**EXCERPT TO READ**

=====

Scientists are far from done determining music’s impact, and there are certainly those who are sceptical about its medical value.

Dr. Manoj Kumar, a neonatologist at Stollery Children’s Hospital in Edmonton, Alberta, said that while “studies have shown a benefit in heart rate and respiratory rate,” it is unclear whether that prompts clinical improvements, like removing oxygen or feeding tubes sooner, questions that the Pediatrics study did not tackle.

The two-year study, larger and more systematic than many efforts to scientifically evaluate art’s impact, separated musical elements — rhythm, melody, timbre — to see effects on heartbeat, breathing, sucking, alertness and sleep.

Over two weeks, 272 premature babies underwent several sessions of two instruments, singing and no music at all. The instruments and lullaby singing style were intended to approximate womb sounds, said Joanne Loewy, the study’s leader and the director of Beth Israel’s Louis Armstrong Center for Music and Medicine.

=====

**DATA PROVIDED**
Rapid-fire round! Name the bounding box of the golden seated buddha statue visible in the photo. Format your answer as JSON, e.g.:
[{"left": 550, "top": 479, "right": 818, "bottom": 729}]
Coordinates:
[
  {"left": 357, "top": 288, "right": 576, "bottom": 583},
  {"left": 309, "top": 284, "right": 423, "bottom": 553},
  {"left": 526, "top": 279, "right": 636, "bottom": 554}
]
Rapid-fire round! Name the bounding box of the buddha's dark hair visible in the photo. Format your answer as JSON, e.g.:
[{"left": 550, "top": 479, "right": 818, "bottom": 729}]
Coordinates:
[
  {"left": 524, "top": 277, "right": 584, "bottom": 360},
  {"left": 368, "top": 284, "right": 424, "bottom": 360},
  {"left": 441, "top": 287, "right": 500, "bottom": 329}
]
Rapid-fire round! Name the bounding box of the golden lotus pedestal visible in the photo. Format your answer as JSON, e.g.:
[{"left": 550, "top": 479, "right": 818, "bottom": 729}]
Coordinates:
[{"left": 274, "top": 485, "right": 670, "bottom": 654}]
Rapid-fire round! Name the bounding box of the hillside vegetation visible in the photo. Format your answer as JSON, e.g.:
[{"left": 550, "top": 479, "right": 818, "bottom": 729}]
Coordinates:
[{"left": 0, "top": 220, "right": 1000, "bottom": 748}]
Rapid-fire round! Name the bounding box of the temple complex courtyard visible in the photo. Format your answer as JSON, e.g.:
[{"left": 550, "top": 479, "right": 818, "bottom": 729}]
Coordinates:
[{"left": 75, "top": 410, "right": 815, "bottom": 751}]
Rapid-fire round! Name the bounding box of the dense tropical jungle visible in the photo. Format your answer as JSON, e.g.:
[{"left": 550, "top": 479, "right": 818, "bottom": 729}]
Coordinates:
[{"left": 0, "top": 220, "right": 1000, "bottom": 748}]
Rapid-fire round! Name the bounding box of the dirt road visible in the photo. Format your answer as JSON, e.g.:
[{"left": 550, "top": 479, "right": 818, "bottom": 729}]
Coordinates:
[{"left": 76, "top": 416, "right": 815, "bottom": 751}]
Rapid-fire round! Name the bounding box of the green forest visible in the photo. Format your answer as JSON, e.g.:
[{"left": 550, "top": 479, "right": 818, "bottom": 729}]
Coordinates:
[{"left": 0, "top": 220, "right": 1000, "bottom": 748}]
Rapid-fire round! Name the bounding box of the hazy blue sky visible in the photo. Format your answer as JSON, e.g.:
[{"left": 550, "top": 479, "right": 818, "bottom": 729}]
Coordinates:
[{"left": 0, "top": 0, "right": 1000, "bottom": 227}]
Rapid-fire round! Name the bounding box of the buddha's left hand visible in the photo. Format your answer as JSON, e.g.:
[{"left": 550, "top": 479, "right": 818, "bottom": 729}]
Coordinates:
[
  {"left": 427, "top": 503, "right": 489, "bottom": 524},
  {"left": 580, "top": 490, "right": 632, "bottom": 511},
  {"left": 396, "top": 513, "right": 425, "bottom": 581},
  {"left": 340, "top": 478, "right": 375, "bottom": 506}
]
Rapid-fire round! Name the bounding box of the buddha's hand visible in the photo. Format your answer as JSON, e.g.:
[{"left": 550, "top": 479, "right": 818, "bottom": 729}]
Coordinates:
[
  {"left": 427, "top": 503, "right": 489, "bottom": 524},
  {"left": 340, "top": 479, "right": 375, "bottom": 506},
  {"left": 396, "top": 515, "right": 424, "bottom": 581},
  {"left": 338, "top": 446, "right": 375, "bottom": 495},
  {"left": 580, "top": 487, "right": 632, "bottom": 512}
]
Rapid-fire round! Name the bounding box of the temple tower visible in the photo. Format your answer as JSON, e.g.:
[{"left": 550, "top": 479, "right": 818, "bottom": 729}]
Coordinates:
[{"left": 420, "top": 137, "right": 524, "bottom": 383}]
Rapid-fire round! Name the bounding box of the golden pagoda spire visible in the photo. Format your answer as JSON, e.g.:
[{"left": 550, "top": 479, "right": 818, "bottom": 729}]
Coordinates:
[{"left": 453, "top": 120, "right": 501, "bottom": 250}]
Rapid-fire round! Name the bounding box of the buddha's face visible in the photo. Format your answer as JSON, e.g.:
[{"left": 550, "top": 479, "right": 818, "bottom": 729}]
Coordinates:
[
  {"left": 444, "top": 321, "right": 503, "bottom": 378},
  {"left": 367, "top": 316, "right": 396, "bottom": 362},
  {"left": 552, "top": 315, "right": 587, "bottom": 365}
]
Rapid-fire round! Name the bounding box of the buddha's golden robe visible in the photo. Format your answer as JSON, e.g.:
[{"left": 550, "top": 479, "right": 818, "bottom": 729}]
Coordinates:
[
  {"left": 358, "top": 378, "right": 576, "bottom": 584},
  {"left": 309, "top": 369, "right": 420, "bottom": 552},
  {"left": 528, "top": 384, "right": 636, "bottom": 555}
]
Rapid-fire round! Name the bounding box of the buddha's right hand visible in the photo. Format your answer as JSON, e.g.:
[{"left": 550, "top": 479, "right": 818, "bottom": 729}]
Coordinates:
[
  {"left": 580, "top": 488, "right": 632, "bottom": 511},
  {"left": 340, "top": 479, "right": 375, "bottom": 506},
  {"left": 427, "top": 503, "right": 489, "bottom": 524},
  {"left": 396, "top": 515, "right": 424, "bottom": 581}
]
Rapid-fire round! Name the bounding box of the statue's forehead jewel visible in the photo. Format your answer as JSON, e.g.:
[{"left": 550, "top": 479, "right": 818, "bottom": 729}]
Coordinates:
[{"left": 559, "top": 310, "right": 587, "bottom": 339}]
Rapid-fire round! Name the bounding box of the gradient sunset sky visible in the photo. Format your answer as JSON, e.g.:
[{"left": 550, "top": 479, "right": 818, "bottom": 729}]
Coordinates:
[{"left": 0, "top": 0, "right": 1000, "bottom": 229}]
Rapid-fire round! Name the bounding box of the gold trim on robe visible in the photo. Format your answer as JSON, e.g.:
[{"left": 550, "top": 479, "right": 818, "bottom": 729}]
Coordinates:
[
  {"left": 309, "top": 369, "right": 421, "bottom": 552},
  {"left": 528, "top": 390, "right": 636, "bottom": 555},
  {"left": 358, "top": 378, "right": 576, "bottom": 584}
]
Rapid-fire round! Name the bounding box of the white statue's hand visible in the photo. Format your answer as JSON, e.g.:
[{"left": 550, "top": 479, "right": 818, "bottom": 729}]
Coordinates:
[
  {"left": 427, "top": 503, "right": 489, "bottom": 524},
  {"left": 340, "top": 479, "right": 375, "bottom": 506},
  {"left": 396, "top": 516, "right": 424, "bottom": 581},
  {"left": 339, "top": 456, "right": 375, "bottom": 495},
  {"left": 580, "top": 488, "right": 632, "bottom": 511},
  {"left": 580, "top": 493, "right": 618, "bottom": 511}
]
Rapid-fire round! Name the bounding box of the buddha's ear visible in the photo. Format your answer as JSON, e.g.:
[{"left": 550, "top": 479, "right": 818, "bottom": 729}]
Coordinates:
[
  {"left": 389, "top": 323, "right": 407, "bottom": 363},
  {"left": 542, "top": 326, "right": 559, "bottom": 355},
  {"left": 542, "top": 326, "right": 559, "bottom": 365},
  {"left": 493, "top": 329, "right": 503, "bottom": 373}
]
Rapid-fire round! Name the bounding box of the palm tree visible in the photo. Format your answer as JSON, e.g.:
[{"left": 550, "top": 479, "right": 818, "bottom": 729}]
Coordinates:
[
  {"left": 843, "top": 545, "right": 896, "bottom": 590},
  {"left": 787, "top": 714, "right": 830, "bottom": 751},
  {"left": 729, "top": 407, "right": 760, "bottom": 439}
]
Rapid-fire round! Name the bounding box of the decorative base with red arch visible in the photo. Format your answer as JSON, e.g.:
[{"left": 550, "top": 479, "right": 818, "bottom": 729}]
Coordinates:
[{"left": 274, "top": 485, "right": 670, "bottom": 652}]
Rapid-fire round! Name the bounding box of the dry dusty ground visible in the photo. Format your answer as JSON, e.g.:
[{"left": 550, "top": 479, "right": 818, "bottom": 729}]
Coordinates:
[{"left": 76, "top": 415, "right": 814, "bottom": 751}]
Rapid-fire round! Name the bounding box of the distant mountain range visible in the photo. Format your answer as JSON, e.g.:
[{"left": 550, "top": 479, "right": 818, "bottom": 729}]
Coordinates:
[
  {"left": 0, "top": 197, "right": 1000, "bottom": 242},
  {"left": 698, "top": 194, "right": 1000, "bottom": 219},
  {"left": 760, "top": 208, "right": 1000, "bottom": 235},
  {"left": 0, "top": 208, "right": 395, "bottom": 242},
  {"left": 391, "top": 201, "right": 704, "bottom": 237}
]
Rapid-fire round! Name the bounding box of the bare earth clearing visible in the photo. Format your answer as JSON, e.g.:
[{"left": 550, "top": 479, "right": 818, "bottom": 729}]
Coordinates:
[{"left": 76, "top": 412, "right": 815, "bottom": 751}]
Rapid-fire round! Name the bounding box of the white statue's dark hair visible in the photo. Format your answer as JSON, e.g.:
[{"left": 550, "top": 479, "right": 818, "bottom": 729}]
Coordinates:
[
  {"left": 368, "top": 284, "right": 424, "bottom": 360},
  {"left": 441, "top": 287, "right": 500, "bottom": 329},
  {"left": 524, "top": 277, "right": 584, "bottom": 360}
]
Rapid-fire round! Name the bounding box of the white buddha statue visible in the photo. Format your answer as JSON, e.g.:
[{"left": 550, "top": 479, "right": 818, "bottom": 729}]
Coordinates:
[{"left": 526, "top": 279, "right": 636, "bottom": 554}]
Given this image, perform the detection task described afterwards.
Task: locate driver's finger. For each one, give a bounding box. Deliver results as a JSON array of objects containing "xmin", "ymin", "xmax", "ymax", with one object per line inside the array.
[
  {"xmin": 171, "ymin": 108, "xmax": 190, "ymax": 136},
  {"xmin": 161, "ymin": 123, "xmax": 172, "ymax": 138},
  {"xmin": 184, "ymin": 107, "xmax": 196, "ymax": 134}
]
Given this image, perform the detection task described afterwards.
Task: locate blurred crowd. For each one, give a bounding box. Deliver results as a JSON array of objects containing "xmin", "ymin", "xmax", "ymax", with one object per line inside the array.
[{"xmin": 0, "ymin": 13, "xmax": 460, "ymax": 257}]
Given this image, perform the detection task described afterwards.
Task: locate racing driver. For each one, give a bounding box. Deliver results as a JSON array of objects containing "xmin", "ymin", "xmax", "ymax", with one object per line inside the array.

=====

**ASSIGNED TASK**
Summarize the excerpt on music and premature babies in two sentences.

**COMPLETED TASK**
A two-year study led by Joanne Loewy separated rhythm, melody and timbre to see their effects on heartbeat, breathing, sucking, alertness and sleep, with 272 premature babies undergoing sessions of two instruments, singing and no music over two weeks. Some remain skeptical of music's medical value: neonatologist Dr. Manoj Kumar said studies have shown a benefit in heart and respiratory rates but it is unclear whether that prompts clinical improvements, questions the Pediatrics study did not tackle.